Senza il diritto di essere umani

    In Italia non arrivano più i barconi carichi di persone. Sbagliato, in Italia non vediamo più arrivare i barconi. Le leggi che hanno introdotto la formula del “respingimento” in mare, infatti, ha cancellato dai nostri occhi l’arrivo delle imbarcazioni straripanti. Così l’ondata di immigrati sembra essersi fermata. Ma cosa ha prodotto il cambiamento nella sorte di queste persone? Dove andranno a finire centinaia di uomini, donne e bambini rispediti come pacchi postali in mare aperto?
    Eppure a tutti gli uomini è riconosciuto il diritto di asilo politico. Un diritto sancito dalla Convenzione di Ginevra (1951), quindi riconosciuto a livello internazionale e che permette, a chi scappa dal suo Paese per ragioni legate a guerre e persecuzioni, di cercare protezione in un altro Stato.
    Jay Jay viene dalla Nigeria. La sua fortuna è stata quella di arrivare in Italia prima dell’introduzione del Decreto Sicurezza e di riuscire così ad avvalersi del diritto di asilo politico.
    Ma Jay Jay la sua esperienza in un carcere libico l’ha fatta – ci è rimasto cinque anni – e ci tiene a raccontarla.
    La sua colpa? Aver collaborato con i sacerdoti, in Libia, e aver fatto circolare alcune bibbie nel Paese. Quando è stato arrestato e recluso nel carcere di Jadeda, in Libia, aveva 26 anni.

    Il carcere
    Il carcere di Jadeda si trova alla periferia di Tripoli. Ci vivono circa 4 mila prigionieri. È composto da blocchi dove ci sono delle stanze comuni che contengono circa 500 persone. Su queste si affacciano grandi stanze “da letto”, in ognuna delle quali dormono 100 persone. Jay Jay è sopravvissuto a tutto questo, ma non ne è uscito illeso.
    “Adesso ho dei problemi agli occhi perché, per un anno, ho vissuto in una cella di un metro per un metro. Era sempre buio anche di giorno. Da una piccola fessura ricevevo il pasto quotidiano e per bere c’era un tubo di gomma vicino al wc. I miei bisogni li facevo lì, nella cella”.
    Poi, il suo percorso in carcere è proseguito nei blocchi, insieme agli altri prigionieri.

▶ **Compiti da svolgere**:
• 1. Nel brano sul diritto d'asilo, trasforma in un elenco puntato il paragrafo che comincia con "Il carcere di Jadeda si trova alla periferia di Tripoli", conservandone i fatti principali.
• 2. Traduci in inglese questa frase del brano sul diritto d'asilo: "Eppure a tutti gli uomini è riconosciuto il diritto di asilo politico."
• 3. Riprendi il brano sul diritto d'asilo dopo la frase "Poi, il suo percorso in carcere è proseguito nei blocchi, insieme agli altri prigionieri." e portalo avanti.

(Estratto del dataset)
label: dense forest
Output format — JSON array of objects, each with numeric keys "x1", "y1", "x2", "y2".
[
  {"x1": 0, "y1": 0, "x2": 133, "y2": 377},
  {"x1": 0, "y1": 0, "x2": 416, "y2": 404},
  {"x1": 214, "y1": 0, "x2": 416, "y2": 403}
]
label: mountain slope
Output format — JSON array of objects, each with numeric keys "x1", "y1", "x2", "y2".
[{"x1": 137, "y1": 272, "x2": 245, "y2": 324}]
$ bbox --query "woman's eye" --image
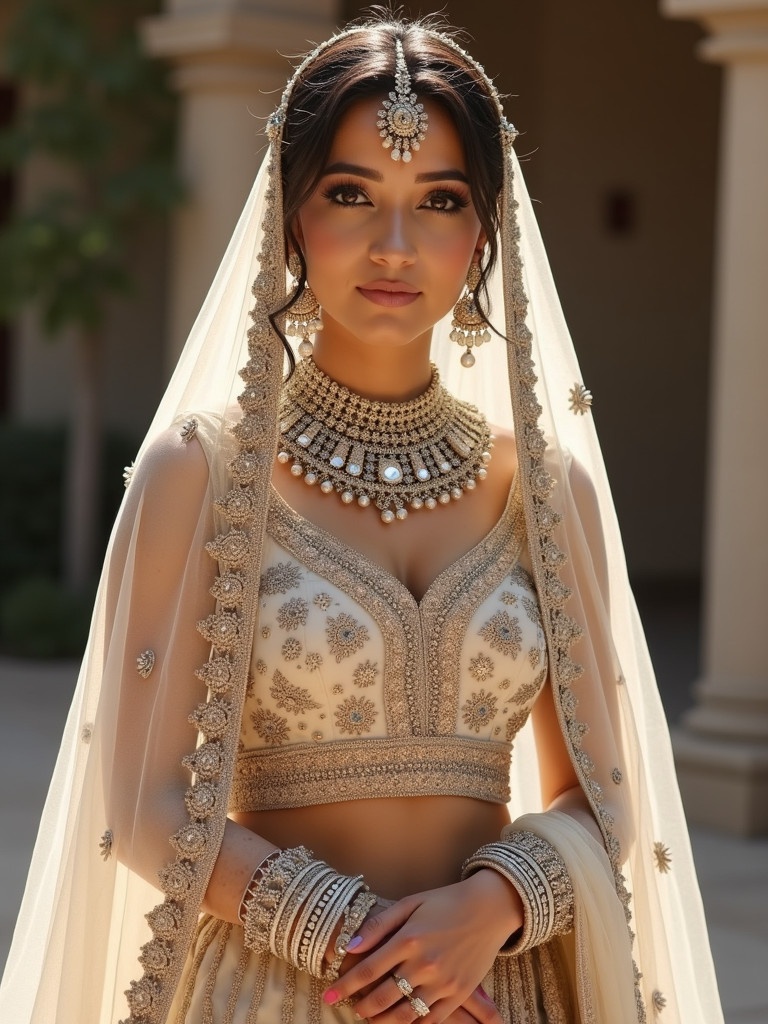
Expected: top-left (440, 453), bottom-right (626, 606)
top-left (424, 191), bottom-right (469, 213)
top-left (326, 185), bottom-right (368, 206)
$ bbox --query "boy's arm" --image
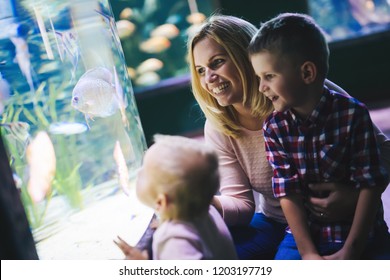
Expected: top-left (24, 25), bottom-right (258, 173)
top-left (336, 187), bottom-right (383, 259)
top-left (280, 195), bottom-right (323, 260)
top-left (328, 106), bottom-right (388, 259)
top-left (263, 117), bottom-right (322, 259)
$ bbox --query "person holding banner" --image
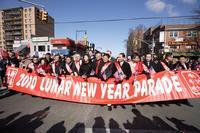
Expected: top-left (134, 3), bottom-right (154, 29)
top-left (79, 54), bottom-right (92, 79)
top-left (143, 53), bottom-right (164, 74)
top-left (63, 56), bottom-right (73, 75)
top-left (26, 56), bottom-right (39, 73)
top-left (175, 55), bottom-right (191, 70)
top-left (129, 53), bottom-right (150, 77)
top-left (36, 58), bottom-right (51, 76)
top-left (93, 52), bottom-right (103, 77)
top-left (98, 53), bottom-right (114, 81)
top-left (114, 53), bottom-right (131, 82)
top-left (161, 53), bottom-right (174, 71)
top-left (71, 53), bottom-right (82, 76)
top-left (7, 52), bottom-right (19, 67)
top-left (50, 54), bottom-right (64, 77)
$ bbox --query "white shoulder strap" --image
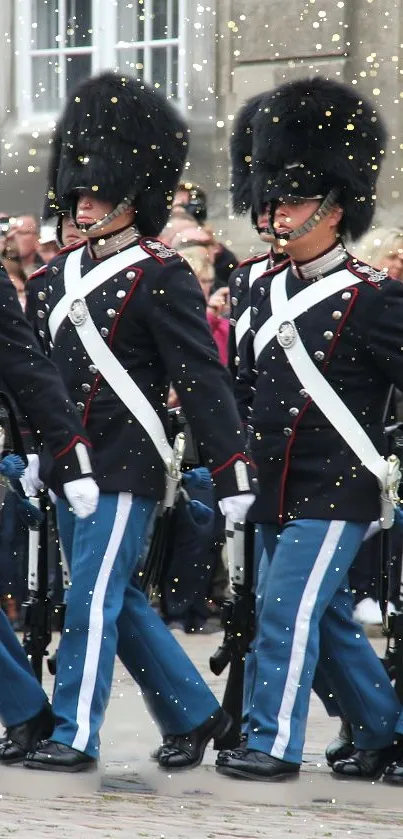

▶ **Risultati in ordine**:
• 1.
- Si trova alla periferia di Tripoli.
- Ospita circa 4 mila prigionieri.
- È composto da blocchi con stanze comuni da circa 500 persone.
- Sulle stanze comuni si affacciano grandi stanze "da letto", in ognuna delle quali dormono 100 persone.
- Jay Jay è sopravvissuto a tutto questo, ma non ne è uscito illeso.

• 2. And yet the right to political asylum is recognized for all people.

• 3.
    “In una stanza da letto, di 45 metri quadri, ci dormono circa 100 persone e c’è solo un bagno. Per fare la doccia i prigionieri si devono mettere d’accordo tra loro, ma i prigionieri libici, in particolare, che in carcere sono la maggioranza, sono poco tolleranti. Insomma, è molto difficile. Dopo 5 minuti, poi, le guardie carcerarie ti fanno uscire dalla doccia”.
    Un tubo di gomma, che viene da terra, nel quale scorre solo acqua fredda. Questa è la doccia nelle carceri della Libia.
    “Oppure -racconta Jay Jay – puoi prendere un contenitore, riempirlo di acqua e lavarti nello spazio comune”.

    La giornata
    La giornata, a Jadeda, comincia alle 7.00. Non è necessaria nessuna sveglia perché le condizioni nelle quali si vive, spesso, non permettono neanche di prendere sonno.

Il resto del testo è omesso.